═══ Source passage

Why Clean Architecture Matters
Clean Architecture is a design philosophy introduced by Robert C. Martin (Uncle Bob) that enforces strict separation between the core business logic and external dependencies.
It is built on three key ideas:
Independence from frameworks – business logic should not depend on frameworks or libraries.
Testability – core logic should be testable without infrastructure.
Separation of concerns – code should be organized around behavior, not technology.
In practice, this leads to four main layers:
/src
├── Domain // Entities, Value Objects, Business Rules
├── Application // Use Cases, Interfaces, DTOs
├── Infrastructure // Database, Email, External APIs
└── WebApi // Controllers, Dependency Injection
Each layer depends only on the layers inside it, never outward.
Understanding Amazon SES
Amazon Simple Email Service (SES) is a cloud-based email sending service that provides:
High deliverability and scalability
API and SMTP interfaces
SPF, DKIM, and DMARC authentication
Cost-effective pricing ($0.10 per 1,000 emails)
In a Clean Architecture project, SES belongs to the Infrastructure layer, not the Application or Domain layer.
The business logic should know what to do (send an email), not how it’s done.
Step 1: Define the Abstraction in the Application Layer
The Application layer defines contracts — interfaces that describe what needs to be done without specifying the implementation.
Create an interface for sending emails:
namespace Application.Common.Interfaces
{
public interface IEmailSender
{
Task SendAsync(string to, string subject, string body, bool isHtml = true);
}
}
This abstraction allows the Application layer to send emails without knowing that SES exists.
Step 2: Implement the Service in the Infrastructure Layer
In the Infrastructure layer, we create the actual SES integration using the AWS SDK for .NET.
using Amazon.SimpleEmail;
using Amazon.SimpleEmail.Model;
using Application.Common.Interfaces;
namespace Infrastructure.Email
{
public class SesEmailSender : IEmailSender
{
private readonly IAmazonSimpleEmailService _sesClient;
private readonly string _fromAddress;
public SesEmailSender(IAmazonSimpleEmailService sesClient, string fromAddress)
{
_sesClient = sesClient;
_fromAddress = fromAddress;
}
public async Task SendAsync(string to, string subject, string body, bool isHtml = true)
{
var request = new SendEmailRequest
{
Source = _fromAddress,
Destination = new Destination
{
ToAddresses = new List<string> { to }
},
Message = new Message
{
Subject = new Content(subject),
Body = new Body
{
Html = isHtml ? new Content(body) : null,
Text = isHtml ? null : new Content(body)
}
}
};
await _sesClient.SendEmailAsync(request);
}
}
}
This class uses dependency injection to receive the SES client and configuration.

══════
═══ Provided records

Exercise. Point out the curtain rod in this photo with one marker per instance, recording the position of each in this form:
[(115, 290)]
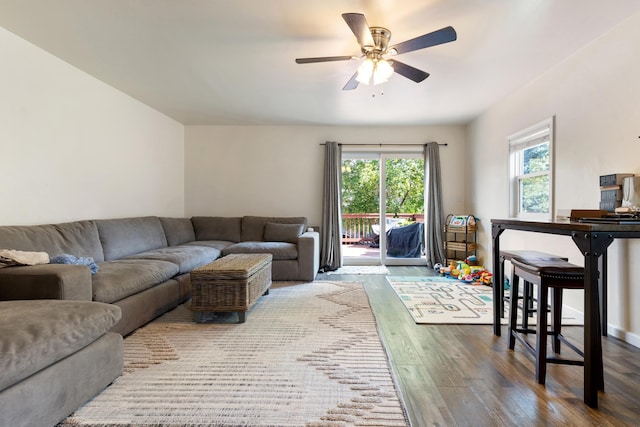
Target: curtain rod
[(389, 145)]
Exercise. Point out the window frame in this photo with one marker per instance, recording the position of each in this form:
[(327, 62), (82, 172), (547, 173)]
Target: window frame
[(539, 133)]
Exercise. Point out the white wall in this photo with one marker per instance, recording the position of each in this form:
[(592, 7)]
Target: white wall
[(273, 170), (72, 147), (594, 96)]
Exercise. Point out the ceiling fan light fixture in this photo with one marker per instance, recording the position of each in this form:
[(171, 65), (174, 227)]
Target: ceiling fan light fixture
[(365, 71), (374, 72), (382, 71)]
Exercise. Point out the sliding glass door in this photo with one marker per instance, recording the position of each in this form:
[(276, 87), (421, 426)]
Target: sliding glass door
[(383, 208)]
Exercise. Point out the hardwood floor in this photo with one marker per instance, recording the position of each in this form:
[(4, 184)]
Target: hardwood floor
[(462, 375)]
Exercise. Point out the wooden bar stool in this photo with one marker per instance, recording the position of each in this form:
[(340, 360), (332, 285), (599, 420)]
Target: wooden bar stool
[(522, 255), (551, 276)]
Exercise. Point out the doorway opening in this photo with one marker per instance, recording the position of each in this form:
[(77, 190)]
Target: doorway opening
[(383, 208)]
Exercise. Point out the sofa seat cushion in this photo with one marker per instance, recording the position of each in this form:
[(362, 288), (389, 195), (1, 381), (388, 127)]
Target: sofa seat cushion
[(119, 279), (37, 333), (279, 250), (187, 257)]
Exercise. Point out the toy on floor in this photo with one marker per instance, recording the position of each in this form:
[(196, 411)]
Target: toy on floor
[(466, 271)]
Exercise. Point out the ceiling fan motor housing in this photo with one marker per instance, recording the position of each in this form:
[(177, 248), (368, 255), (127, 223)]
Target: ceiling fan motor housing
[(381, 37)]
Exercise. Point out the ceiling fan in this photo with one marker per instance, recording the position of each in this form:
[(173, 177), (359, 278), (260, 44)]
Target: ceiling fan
[(374, 44)]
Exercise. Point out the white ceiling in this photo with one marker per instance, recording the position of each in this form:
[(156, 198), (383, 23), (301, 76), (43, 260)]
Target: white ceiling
[(231, 62)]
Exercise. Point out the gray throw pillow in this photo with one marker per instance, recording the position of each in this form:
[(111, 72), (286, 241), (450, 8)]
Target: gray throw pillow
[(276, 232)]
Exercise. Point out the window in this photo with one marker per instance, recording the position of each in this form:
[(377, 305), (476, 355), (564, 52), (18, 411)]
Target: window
[(531, 171)]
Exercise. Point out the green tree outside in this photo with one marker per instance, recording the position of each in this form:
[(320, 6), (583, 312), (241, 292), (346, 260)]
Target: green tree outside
[(404, 186)]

══════

● **The tasks**
- 1) Put the listing, from its first line through the line containing "[(119, 279), (37, 333), (279, 250), (187, 257)]", into a JSON list of strings with one string per line, skipping blank lines. Leave the pictures out.
- 2) Continue the article on sending email through Amazon SES in a Clean Architecture project from where it stops.

● **Responses per task**
- 1)
[
  "Exercise. Point out the curtain rod in this photo with one marker per instance, recording the position of each in this form:",
  "[(115, 290)]",
  "Target: curtain rod",
  "[(389, 145)]",
  "Exercise. Point out the window frame in this photo with one marker per instance, recording the position of each in this form:",
  "[(327, 62), (82, 172), (547, 173)]",
  "Target: window frame",
  "[(539, 133)]",
  "Exercise. Point out the white wall in this photo with one marker per instance, recording the position of each in this form:",
  "[(592, 7)]",
  "Target: white wall",
  "[(273, 170), (72, 147), (594, 96)]",
  "Exercise. Point out the ceiling fan light fixture in this photo with one marker per instance, recording the position of each in this form:",
  "[(171, 65), (174, 227)]",
  "Target: ceiling fan light fixture",
  "[(365, 71), (374, 72), (382, 71)]",
  "Exercise. Point out the sliding glass door in this photo with one marker per instance, recording the position of each in this form:",
  "[(276, 87), (421, 426)]",
  "Target: sliding glass door",
  "[(383, 208)]",
  "Exercise. Point out the hardwood floor in this photo with one marker per instance, recording the position of each in this form:",
  "[(4, 184)]",
  "Target: hardwood floor",
  "[(462, 375)]",
  "Exercise. Point out the wooden bar stool in this photo with one marker per instance, recording the position of each in this form:",
  "[(340, 360), (332, 285), (599, 420)]",
  "Target: wooden bar stool",
  "[(522, 255), (551, 276)]",
  "Exercise. Point out the doorway opening in this photo with one marker per instance, recording the position of each in this form:",
  "[(77, 190)]",
  "Target: doorway opening",
  "[(383, 208)]",
  "Exercise. Point out the sofa seat cushion in this photo with one marker per instance, recording the position of each in this form:",
  "[(362, 288), (389, 195), (1, 381), (388, 127)]",
  "Target: sofa seat cushion",
  "[(119, 279), (37, 333), (279, 250), (187, 257)]"
]

- 2)
Step 3: Register the Implementation in Dependency Injection
In the WebApi or composition root, configure the dependencies:
using Amazon.SimpleEmail;
using Application.Common.Interfaces;
using Infrastructure.Email;
builder.Services.AddAWSService();
builder.Services.AddSingleton(sp =>
{
var sesClient = sp.GetRequiredService();
var config = sp.GetRequiredService();
var fromAddress = config["Email:From"];
return new SesEmailSender(sesClient, fromAddress);
});
Now any part of the system can use IEmailSender through DI, without referencing SES or AWS directly.
Step 4: Use the Abstraction in an Application Use Case
Inside the Application layer, you can use the IEmailSender in your use cases:
using Application.Common.Interfaces;
namespace Application.Users.Commands
{
public class SendWelcomeEmail
{
private readonly IEmailSender _emailSender;
public SendWelcomeEmail(IEmailSender emailSender)
{
_emailSender = emailSender;
}
public async Task ExecuteAsync(string userEmail, string userName)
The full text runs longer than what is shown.